SUPPLIED TEXT below:
Updated

A lawsuit that had threatened to end the Obama administration's funding of embryonic stem cell research was thrown out Wednesday, allowing the U.S. to continue supporting a search for cures to deadly diseases over protests that the work relies on destroyed human embryos.

The lawsuit claimed that research funded by the National Institutes of Health violated the 1996 Dickey-Wicker law that prohibits taxpayer financing for work that harms an embryo. But the administration policy allows research on embryos that were culled long ago through private funding.

U.S. District Judge Royce Lamberth, chief of the federal court in Washington, last year said the lawsuit was likely to succeed and ordered a stop to the research while the case continued. But responding to a swift protest from the Obama administration, the U.S. Circuit Court of Appeals here quickly overturned Lamberth's injunction and said the case was likely to fail.

Lamberth said in his opinion Wednesday that he is bound by the higher court's analysis and ruled in favor of the administration.

"This Court, following the D.C. Circuit's reasoning and conclusions, must find that defendants reasonably interpreted the Dickey-Wicker Amendment to permit funding for human embryonic stem cell research because such research is not `research in which a human embryo or embryos are destroyed,' " Lamberth wrote.

Researchers hope one day to use embryonic stem cells in ways that cure spinal cord injuries, Parkinson's disease and other ailments. Opponents of the research object because the cells were obtained from destroyed human embryos. Though current research is using cells culled long ago, opponents also fear research success would spur destruction of new embryos. Proponents say the research cells come mostly from extra embryos discarded anyway by fertility clinics.
End of SUPPLIED TEXT.
■ **INSTRUCTIONS FOR THE TASK**:
Resume the article on the stem cell research lawsuit from its last sentence. This task does not use the material.
DATA SECTION below:
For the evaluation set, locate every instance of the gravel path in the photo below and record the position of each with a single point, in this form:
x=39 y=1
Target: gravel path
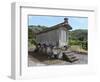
End of DATA SECTION.
■ **ANSWER BOX**:
President George W. Bush also permitted stem cell research, but limited the availability of taxpayer funds to embryonic stem cell lines that were already in existence and "where the life and death decision has already been made." Obama's order removed that limitation, allowing projects that involve stem cells from already-destroyed embryos or embryos to be destroyed in the future. To qualify, parents who donate the original embryo must be told of other options, such as donating to another infertile woman.

The Obama administration's rules expanded the number of stem cell lines created with private money that federally funded scientists could research, up from the 21 that Bush had allowed, to 128 and counting.

Obama adviser Stephanie Cutter wrote on the White House blog that Lamberth's ruling is good news for patients suffering from diseases that could potentially be treated by stem cell research.

"For too long, patients and families have suffered from debilitating, incurable diseases and we know that stem cell research offers hope to millions of Americans across the country," she wrote. "President Obama is committed to supporting responsible stem cell research and today's ruling was another step in the right direction."

The lawsuit was filed in 2009 by two scientists who argued that Obama's expansion jeopardized their ability to win government funding for research using adult stem cells -- ones that have already matured to create specific types of tissues -- because it will mean extra competition.